EXERCISE: Rescale the listing below by reproducing every line of it, with each bounding box coordinate given under "Predicted box(es):" multiplied by 0.8 and rounded to the nearest whole number, halves rounded up. Keep all other text and numbers as they are, including the sample box [210, 202, 225, 224].

SUPPLIED MATERIAL:
::::

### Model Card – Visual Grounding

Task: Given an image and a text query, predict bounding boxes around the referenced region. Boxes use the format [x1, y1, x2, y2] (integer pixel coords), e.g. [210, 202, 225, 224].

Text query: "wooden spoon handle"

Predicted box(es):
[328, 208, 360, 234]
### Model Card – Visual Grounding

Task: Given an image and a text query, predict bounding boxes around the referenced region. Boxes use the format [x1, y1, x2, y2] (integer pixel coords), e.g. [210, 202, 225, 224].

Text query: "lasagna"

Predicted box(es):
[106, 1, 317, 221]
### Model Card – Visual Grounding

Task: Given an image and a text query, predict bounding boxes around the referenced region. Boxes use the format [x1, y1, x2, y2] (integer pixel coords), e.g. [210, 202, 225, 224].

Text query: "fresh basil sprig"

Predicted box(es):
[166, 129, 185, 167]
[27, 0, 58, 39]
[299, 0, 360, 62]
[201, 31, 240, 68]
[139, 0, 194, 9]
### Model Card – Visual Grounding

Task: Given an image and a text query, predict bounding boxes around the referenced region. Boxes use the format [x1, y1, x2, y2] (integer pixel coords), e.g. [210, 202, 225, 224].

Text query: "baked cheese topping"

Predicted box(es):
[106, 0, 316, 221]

::::

TASK SOLUTION:
### Model Card – Visual Grounding

Task: Given an image and a text query, predict bounding boxes around the referenced region. Boxes use the format [x1, y1, x2, y2] (integer pixel coords), e.g. [210, 202, 225, 224].

Text query: "wooden spoon handle"

Predicted box(es):
[262, 166, 288, 187]
### Model Card – Visual Grounding

Task: Given an image and a text query, predict bounding boxes around the referenced region. Boxes use the format [x1, y1, x2, y2] (integer pixel coords), e.g. [210, 202, 225, 224].

Text query: "lasagna"

Predicted box(es):
[85, 1, 254, 177]
### Model Card – Visual Grounding

Task: Given an image and a text query, predict bounding boxes around the referenced region. Boxes use the format [x1, y1, x2, y2] (integer pixel coords), e.g. [210, 202, 225, 224].

Text query: "fresh basil sprig"

Predicted box(es):
[133, 103, 148, 134]
[22, 0, 46, 31]
[239, 0, 288, 50]
[161, 25, 192, 54]
[111, 0, 155, 7]
### Model Card – Visual Grounding

Task: Given an image and a text query, predict bounding boxes around the referenced region. Boxes use the format [x1, y1, x2, y2] (integer pixel coords), e.g. [210, 202, 225, 224].

Text query: "baked cheese topping"

Predicted box(es):
[85, 0, 253, 177]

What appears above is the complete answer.